- QUOTED PASSAGE:
━━━━━━

Of the foods available in the neighborhood, poor quality was another material impediment to obtaining food, especially for fresh foods but sometimes packaged foods as well. Women described withered fresh fruits and vegetables, rotting “green” fresh meats, and expired canned and packaged foods. One woman reported:

Healthy foods are not really available [in neighborhood] like I would like them. Different vegetables they usually don’t have it or they might have it for a day. I would definitely say it influences you…and the things that are healthy are sometimes old and outdated.

Economic

Another category of environmental barriers to obtaining food was economic, specifically high food prices at both small local stores and supermarkets. With respect to neighborhood corner and convenience stores, women proposed multiple explanations for what they perceived as inflated prices. Some recognized that high prices may be due to the inability of these stores to purchase foods in large enough quantities. Yet, others felt that local stores were taking advantage of local residents without transportation who depended on the stores. Explaining that these stores were owned by “Arabs” or “Caucasians,” several women thought that these owners were “overcharging” and getting rich off the African-American clientele. A couple reported that stores “jacked up” prices because they knew customers receiving food assistance relied on their stores. When asked whether she could get the foods she wanted in the neighborhood, one participant explained:

No, you basically get the basic type of food and the only place you can get it cheap is [Discount Grocer] and everywhere else they jack it up a little bit because they know that a lot of customers are Link customers. They can’t charge taxes. So, they jack-up the regular price of the food so that they can make their money that way.

━━━━━━

- GIVEN INFORMATION:
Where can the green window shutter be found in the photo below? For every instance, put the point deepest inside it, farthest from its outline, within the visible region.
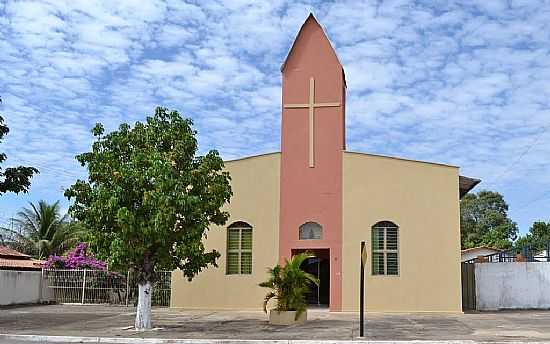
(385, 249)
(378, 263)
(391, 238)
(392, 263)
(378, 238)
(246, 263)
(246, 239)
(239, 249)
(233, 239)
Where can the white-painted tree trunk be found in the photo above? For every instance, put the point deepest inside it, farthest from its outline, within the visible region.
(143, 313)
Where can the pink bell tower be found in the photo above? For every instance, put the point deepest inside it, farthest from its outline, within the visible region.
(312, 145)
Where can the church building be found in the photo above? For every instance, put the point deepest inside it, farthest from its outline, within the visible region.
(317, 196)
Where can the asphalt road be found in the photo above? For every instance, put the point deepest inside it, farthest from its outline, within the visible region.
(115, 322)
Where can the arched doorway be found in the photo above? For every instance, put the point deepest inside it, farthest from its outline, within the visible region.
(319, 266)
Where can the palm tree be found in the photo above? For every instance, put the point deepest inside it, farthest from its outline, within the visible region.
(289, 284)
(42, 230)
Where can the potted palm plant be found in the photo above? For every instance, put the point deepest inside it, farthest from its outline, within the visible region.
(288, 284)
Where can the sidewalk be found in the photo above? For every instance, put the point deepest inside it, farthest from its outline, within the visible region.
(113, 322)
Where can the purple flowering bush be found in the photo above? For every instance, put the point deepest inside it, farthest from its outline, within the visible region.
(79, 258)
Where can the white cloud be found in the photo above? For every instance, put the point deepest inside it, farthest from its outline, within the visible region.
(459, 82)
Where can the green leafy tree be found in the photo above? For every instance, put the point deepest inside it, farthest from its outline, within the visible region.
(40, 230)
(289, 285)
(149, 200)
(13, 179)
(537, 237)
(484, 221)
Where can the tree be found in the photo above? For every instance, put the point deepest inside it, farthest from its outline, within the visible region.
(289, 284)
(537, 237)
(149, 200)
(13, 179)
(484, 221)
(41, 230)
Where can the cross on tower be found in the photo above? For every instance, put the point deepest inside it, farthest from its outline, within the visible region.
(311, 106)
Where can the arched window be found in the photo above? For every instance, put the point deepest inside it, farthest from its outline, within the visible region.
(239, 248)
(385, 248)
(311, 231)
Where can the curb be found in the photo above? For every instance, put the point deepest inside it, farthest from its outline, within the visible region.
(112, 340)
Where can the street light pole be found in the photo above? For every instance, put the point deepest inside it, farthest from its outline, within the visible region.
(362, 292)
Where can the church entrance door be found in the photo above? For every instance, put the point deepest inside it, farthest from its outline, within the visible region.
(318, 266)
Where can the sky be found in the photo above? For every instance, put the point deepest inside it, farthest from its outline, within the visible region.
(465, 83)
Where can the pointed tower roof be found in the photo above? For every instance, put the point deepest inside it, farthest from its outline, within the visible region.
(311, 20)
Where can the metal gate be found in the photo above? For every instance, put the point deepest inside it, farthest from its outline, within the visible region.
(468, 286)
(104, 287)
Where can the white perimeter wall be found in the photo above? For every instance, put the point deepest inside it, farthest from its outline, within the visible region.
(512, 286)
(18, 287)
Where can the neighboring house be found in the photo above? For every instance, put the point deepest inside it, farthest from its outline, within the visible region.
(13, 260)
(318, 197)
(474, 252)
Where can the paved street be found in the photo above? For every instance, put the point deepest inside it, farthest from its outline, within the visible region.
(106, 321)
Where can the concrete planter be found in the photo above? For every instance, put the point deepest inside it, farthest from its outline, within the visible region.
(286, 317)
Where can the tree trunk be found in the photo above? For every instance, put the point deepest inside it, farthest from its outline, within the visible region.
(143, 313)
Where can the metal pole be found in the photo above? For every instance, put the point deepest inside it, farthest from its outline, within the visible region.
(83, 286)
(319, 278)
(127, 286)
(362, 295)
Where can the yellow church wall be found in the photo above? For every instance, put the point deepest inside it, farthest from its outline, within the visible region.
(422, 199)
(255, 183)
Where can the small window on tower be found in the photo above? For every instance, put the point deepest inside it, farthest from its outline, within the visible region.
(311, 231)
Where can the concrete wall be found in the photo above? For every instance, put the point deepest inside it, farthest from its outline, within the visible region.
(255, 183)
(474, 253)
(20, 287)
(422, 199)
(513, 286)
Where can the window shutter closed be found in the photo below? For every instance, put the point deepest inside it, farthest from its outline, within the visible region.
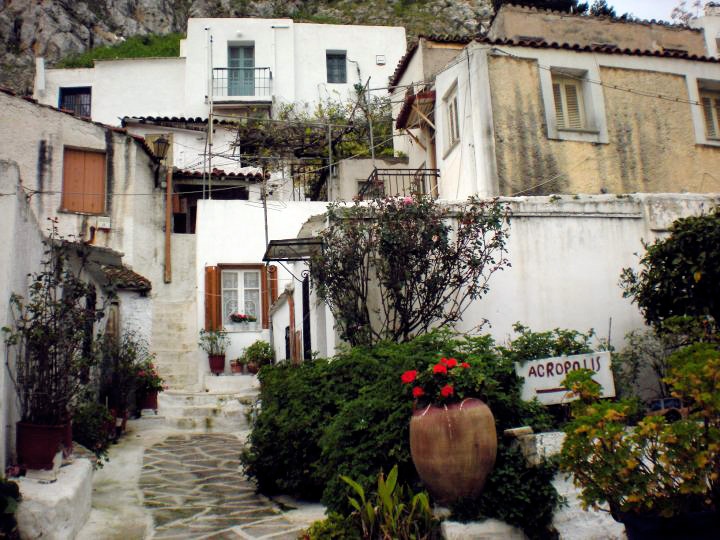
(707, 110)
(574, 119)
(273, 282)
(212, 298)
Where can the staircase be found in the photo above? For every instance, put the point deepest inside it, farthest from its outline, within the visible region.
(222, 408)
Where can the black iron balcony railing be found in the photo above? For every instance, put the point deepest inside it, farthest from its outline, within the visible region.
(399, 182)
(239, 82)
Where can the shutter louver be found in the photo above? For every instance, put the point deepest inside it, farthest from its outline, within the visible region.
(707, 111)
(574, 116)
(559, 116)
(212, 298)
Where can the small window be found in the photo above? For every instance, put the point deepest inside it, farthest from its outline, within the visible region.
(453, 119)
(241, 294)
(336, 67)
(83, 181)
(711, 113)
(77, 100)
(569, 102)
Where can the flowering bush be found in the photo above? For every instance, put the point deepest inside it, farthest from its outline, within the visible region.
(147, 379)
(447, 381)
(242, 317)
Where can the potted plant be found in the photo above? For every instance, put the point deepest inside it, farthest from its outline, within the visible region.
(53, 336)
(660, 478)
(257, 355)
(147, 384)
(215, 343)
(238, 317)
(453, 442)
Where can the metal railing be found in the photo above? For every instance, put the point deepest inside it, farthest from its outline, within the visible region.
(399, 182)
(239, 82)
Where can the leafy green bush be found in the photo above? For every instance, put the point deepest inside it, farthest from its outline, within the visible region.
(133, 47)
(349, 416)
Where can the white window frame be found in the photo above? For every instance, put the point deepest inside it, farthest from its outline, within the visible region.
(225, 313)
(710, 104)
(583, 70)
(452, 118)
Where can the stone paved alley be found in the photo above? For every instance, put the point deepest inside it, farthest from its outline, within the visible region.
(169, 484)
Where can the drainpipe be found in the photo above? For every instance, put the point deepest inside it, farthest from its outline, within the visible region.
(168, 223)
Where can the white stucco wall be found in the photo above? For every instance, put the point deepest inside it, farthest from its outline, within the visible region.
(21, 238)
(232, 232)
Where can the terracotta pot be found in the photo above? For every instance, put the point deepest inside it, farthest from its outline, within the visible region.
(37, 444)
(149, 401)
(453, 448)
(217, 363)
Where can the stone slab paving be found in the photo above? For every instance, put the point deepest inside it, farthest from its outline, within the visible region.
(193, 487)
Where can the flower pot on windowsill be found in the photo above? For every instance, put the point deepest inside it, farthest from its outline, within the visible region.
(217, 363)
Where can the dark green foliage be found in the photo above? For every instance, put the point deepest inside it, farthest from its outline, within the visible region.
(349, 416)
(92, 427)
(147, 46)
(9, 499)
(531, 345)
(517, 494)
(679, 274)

━━━━━━

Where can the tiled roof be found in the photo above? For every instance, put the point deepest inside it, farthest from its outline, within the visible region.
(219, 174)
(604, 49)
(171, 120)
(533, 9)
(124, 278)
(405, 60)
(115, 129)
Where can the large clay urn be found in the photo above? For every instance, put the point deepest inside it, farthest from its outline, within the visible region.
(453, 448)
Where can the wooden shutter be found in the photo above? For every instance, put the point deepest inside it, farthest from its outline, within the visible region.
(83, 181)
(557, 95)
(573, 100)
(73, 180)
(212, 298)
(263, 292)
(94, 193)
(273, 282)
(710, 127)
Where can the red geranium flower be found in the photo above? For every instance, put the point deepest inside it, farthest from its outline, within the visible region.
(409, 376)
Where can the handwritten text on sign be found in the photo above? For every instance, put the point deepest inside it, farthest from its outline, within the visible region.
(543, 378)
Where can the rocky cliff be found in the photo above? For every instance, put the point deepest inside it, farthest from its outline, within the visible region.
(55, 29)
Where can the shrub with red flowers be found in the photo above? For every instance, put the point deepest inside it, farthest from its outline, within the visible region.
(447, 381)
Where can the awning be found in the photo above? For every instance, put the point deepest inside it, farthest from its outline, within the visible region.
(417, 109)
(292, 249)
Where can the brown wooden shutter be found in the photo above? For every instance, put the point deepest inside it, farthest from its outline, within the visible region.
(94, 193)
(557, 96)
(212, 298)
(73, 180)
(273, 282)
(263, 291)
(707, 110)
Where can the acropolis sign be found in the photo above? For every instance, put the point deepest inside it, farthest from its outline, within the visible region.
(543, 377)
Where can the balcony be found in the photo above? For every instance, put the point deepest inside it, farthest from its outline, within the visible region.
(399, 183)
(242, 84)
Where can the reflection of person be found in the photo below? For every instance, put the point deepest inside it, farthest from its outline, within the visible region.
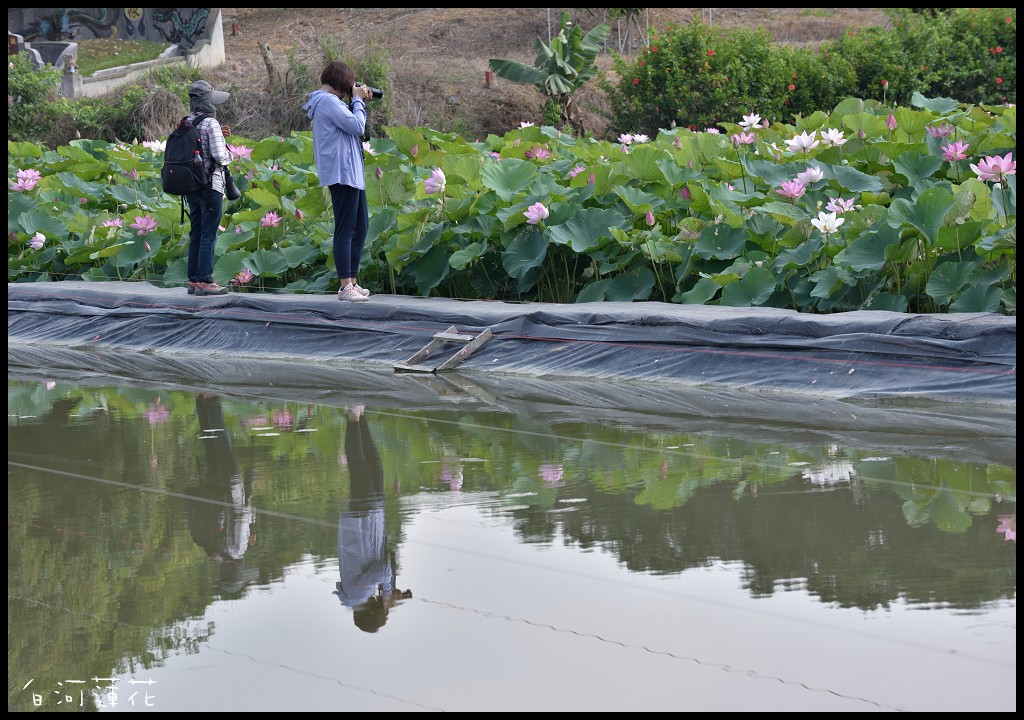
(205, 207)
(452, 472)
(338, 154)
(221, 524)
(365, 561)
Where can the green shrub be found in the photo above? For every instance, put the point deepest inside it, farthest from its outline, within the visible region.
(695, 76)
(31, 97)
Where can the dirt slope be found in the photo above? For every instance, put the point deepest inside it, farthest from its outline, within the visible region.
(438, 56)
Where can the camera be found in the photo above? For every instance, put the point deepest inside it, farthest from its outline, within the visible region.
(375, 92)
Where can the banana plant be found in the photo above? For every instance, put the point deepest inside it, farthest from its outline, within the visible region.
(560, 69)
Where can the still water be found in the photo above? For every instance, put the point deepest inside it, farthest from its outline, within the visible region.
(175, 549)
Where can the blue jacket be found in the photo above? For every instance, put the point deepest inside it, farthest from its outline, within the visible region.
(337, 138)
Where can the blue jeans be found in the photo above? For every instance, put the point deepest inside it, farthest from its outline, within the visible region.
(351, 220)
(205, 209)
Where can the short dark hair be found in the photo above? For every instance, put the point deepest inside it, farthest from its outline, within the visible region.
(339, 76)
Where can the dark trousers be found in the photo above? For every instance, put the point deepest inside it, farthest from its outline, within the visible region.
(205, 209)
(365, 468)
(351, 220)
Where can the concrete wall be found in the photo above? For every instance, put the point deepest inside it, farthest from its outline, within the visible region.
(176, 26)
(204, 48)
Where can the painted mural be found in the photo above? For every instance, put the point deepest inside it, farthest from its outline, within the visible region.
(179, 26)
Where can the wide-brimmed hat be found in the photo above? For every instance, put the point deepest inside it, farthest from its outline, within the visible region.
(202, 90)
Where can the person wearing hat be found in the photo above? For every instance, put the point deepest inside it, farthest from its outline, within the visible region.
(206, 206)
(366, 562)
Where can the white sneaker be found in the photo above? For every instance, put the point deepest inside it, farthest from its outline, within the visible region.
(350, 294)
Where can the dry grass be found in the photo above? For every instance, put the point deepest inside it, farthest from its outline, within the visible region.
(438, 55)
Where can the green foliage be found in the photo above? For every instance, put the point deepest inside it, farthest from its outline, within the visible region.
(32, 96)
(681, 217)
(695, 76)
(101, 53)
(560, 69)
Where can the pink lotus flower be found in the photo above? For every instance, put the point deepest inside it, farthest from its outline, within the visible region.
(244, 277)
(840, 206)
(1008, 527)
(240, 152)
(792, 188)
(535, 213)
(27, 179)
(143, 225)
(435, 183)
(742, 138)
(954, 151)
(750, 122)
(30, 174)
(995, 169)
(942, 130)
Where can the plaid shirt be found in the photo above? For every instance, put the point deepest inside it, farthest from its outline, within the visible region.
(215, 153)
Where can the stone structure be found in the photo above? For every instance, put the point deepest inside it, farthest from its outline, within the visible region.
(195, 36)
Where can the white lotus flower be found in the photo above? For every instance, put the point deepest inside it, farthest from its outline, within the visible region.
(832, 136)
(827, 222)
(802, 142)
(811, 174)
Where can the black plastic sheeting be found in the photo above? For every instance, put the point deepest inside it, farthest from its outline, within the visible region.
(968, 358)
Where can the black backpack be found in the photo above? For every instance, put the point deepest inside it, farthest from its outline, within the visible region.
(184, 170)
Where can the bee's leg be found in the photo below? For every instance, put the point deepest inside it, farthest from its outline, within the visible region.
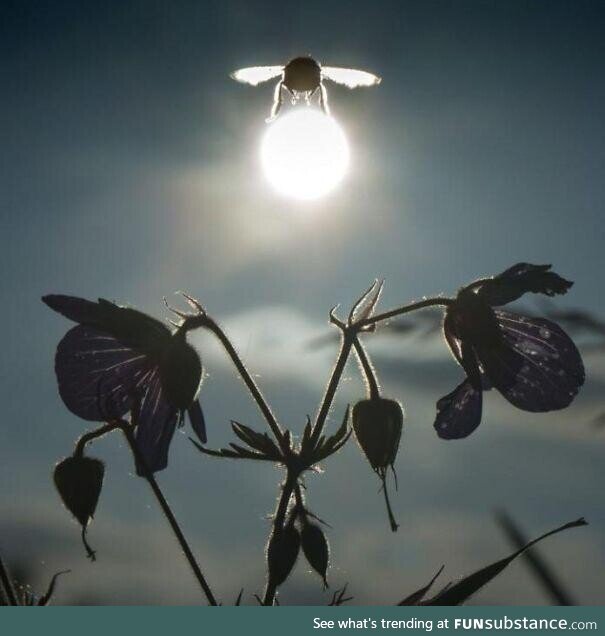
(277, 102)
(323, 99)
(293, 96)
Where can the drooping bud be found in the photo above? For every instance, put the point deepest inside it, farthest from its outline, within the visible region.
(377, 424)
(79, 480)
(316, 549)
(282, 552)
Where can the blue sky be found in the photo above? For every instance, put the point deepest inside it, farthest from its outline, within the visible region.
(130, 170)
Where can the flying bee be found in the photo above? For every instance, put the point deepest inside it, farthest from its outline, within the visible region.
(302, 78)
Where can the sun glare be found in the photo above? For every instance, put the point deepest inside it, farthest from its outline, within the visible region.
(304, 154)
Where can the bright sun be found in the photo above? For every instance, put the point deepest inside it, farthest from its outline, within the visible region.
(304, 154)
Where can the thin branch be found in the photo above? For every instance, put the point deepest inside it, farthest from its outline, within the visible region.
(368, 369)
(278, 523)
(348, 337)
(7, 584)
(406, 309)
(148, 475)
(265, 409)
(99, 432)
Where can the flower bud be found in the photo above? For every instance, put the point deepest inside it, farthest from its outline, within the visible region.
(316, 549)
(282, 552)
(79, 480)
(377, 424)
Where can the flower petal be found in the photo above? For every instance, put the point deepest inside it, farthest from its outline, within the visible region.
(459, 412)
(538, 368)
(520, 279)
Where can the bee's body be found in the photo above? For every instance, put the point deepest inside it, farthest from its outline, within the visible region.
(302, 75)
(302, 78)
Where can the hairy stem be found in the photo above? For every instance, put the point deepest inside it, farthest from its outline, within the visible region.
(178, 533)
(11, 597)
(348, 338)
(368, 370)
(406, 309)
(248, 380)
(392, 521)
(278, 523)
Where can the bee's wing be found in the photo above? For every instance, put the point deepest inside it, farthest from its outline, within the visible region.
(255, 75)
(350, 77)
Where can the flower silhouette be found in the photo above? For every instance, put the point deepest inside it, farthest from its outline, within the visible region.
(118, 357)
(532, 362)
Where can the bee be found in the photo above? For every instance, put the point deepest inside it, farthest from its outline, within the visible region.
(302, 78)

━━━━━━

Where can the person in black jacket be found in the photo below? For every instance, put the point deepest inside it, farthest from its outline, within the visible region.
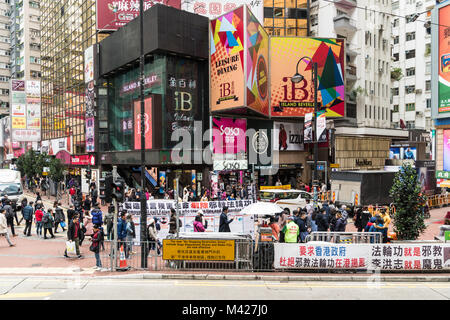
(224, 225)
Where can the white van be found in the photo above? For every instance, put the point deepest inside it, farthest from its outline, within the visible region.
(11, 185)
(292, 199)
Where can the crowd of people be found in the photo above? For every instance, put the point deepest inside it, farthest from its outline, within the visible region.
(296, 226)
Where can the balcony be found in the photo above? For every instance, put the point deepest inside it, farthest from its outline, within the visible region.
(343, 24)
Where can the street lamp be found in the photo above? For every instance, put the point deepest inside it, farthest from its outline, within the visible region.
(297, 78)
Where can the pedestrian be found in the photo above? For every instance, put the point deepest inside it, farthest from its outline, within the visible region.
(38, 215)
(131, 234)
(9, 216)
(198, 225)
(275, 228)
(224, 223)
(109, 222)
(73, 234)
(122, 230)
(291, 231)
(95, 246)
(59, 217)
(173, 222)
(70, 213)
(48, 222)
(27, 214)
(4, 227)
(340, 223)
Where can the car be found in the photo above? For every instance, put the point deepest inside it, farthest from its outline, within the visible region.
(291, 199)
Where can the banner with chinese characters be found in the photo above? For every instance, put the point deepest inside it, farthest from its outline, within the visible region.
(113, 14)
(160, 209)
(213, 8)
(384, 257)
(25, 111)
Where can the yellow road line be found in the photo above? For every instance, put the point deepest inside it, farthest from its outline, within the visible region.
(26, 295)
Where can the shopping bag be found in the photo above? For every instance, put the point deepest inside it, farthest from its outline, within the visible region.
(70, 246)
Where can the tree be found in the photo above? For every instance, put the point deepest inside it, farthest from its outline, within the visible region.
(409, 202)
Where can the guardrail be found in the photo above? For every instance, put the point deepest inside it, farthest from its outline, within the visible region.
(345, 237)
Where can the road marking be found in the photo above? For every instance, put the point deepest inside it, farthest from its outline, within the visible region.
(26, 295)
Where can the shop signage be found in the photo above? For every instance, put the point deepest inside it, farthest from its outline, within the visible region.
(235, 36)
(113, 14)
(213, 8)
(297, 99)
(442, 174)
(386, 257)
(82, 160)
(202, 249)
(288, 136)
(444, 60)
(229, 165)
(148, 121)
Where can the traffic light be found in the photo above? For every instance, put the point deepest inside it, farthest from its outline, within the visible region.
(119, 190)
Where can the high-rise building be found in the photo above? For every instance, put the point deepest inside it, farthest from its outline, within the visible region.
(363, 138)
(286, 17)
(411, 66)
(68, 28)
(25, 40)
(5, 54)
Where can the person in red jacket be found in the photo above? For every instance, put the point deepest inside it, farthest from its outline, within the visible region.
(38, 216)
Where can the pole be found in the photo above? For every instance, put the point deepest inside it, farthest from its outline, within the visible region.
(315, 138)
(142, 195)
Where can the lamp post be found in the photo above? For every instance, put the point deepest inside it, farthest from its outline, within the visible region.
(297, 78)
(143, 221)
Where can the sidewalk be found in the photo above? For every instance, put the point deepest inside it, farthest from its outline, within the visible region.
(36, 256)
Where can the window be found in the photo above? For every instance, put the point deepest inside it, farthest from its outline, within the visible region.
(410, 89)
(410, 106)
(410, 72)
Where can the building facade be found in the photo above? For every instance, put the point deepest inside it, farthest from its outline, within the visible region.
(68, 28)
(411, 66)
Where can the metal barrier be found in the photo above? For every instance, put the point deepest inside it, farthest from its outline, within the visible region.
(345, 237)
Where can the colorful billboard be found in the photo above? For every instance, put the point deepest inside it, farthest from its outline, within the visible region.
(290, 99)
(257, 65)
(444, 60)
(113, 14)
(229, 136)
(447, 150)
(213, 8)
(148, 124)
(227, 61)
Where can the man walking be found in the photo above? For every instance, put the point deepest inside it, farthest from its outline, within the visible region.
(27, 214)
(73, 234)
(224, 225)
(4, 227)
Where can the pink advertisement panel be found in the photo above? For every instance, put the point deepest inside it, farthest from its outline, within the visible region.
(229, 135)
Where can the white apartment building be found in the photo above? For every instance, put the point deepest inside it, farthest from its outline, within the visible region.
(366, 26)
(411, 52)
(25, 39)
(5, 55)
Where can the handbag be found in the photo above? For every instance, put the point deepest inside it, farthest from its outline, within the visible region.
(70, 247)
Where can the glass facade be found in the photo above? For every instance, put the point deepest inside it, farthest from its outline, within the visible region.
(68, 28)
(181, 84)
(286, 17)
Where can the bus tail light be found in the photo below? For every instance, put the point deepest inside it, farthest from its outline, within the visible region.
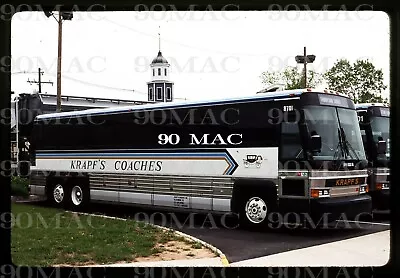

━━━━━━

- YOUR TASKS:
1. Tally the lines in the entries that contain the word "shrub", treating uppercase and lowercase as different, and give only the number.
2. Pick up the passage on barriers to obtaining food in the neighborhood right after its last sentence and continue writing it.

- SOLVED PROBLEMS:
1. 2

2.
While they generally were satisfied with food variety and quality, many women thought the prices at full-service supermarkets outside the neighborhood were too high, to the point of being “ridiculous.”

Social-interactional

Women identified multiple social-interactional features of stores that hampered their ability to obtain desirable food in an acceptable environment, including safety concerns, poor customer service or treatment, crowding, and unsupportive sales practices. First, lack of safety was identified as a major social-interactional deterrent to food acquisition at local stores. Many safety concerns stemmed from problems with people hanging out in front of stores, panhandling, soliciting drugs, and harassing shoppers. One woman explained,

I don’t really like going certain places…cause I just don’t feel safe. But not only that, say if I go to a grocery store and say a guy try to talk to you…in front of the store, if you don’t talk back to them they will spit on you.

The proximity of liquor stores and a strip club to some stores was seen as contributing to the problem.

Second, several women described poor customer service or treatment as another social-interactional barrier to food acquisition that was encountered both inside and outside the neighborhood. Among commonly reported grievances were employees’ “surly” or “snotty” attitudes and lack of basic courtesy such as not asking if they may help you, saying “thank you,” and counting back change. Women also identified inappropriate employee behaviors such as smoking at checkout, cursing, flirting with customers, and watching “like you’re going to steal something.” Some women attributed these problems to owners or employees being of a different race/ethnicity, from outside the neighborhood (when experienced at local stores), or young.

Crowding was a third social-interactional impediment to food acquisition. In addition to weekends and evenings when more people shopped, women reported that stores were particularly crowded at the times of the month when food assistance benefits are distributed. Women described long lines and aisles so congested it was difficult to pass.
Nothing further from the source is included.